**TASKS TO COMPLETE**.
A. What time complexity does the article on the longest common subsequence give for the problem?
B. From the article on the longest common subsequence, extract the part that opens with the words containing "Thursday 2 January" and closes with "complexity :  O( m*n )".

**SOURCE DOCUMENT**.
-=-=-

Thursday 2 January 2014

Algorithm : Longest Common Subsequence (a.k.a. LCS)


The problem statement :

We are given two strings 'S' of length 'n' and 'T' of length 'm'. Our goal is to produce the length of their longest common subsequence : the longest sequence of characters that apperar from left to right (not necessarly continos) in both strings, a.w.a. this string.
Example :   S is "ABAZDC"  &  T is :BACBAD". Their LCS string is ABAD

Time complexity :  O( m*n )

This problem is probably one the most fundamental problems in strings and is frequently asked or implemented in programming websites like codechef. Typically we might be asked to display the length of the LCS string and then display the string, or maybe even vice-versa. There are two methods through which we can do it, i will explain with code one of it which has a fair advantage of using Dynamic Programming (DP) while the other one would be for you to work upon.

Methods :
  • Bottom-Up approach
  • Top-Down approach
I will be very explanatory and describe you the approach from grass root level. I expect you have some time and patience to read and understand.

-=-=-

**DATASET EXCERPTS**.
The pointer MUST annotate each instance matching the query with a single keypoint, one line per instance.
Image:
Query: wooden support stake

-=-=-

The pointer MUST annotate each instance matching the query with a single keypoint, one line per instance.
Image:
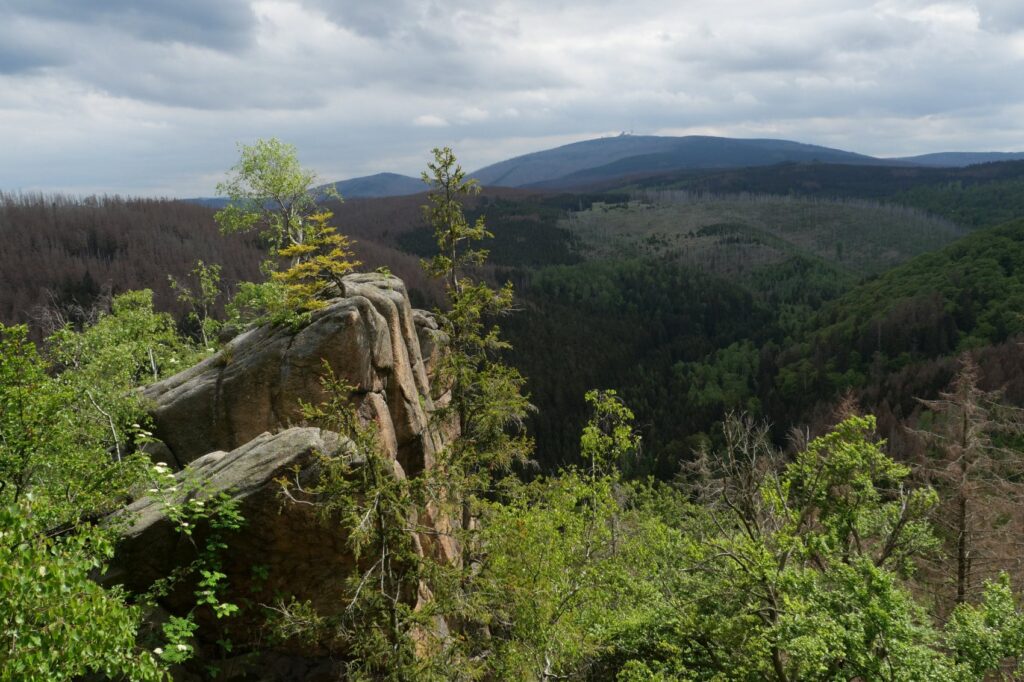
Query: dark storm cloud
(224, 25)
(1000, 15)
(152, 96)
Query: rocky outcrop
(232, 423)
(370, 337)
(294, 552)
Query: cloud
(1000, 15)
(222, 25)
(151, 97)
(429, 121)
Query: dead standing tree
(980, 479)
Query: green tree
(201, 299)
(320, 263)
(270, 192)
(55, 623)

-=-=-

**CORRECT ANSWERS**.
A. O( m*n )

B.
Thursday 2 January 2014

Algorithm : Longest Common Subsequence (a.k.a. LCS)


The problem statement :

We are given two strings 'S' of length 'n' and 'T' of length 'm'. Our goal is to produce the length of their longest common subsequence : the longest sequence of characters that apperar from left to right (not necessarly continos) in both strings, a.w.a. this string.
Example :   S is "ABAZDC"  &  T is :BACBAD". Their LCS string is ABAD

Time complexity :  O( m*n )